Task prompt ▸
Give the data again, word for word.

[Record set Boundary: Start]

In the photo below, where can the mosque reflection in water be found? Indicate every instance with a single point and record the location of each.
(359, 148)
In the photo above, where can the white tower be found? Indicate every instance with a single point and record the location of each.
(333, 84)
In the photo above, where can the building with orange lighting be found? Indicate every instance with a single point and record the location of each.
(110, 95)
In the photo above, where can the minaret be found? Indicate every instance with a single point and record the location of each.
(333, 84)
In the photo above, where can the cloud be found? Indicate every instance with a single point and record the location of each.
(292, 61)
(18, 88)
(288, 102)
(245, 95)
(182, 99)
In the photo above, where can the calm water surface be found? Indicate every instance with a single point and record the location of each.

[Record set Boundary: End]

Result of the task ▸
In the photo below, where can the mosque reflection in water be found? Indicate every instance with a single point and record the location of each.
(359, 148)
In the photo above, where can the white tower be found? Indicate every instance with a single point and record the location of each.
(333, 84)
In the photo above, where can the building with orange lighting be found? Indicate every instance with a single point and record the location of each.
(110, 95)
In the photo above, where can the minaret be found? Indicate every instance with a single point and record the location of each.
(333, 84)
In the photo above, where can the cloud be found? Indicate every instance with a single point and record the location of each.
(292, 61)
(18, 88)
(288, 102)
(245, 95)
(182, 99)
In the photo above, where can the calm water surface be found? Indicate every instance with a single point and record the location of each.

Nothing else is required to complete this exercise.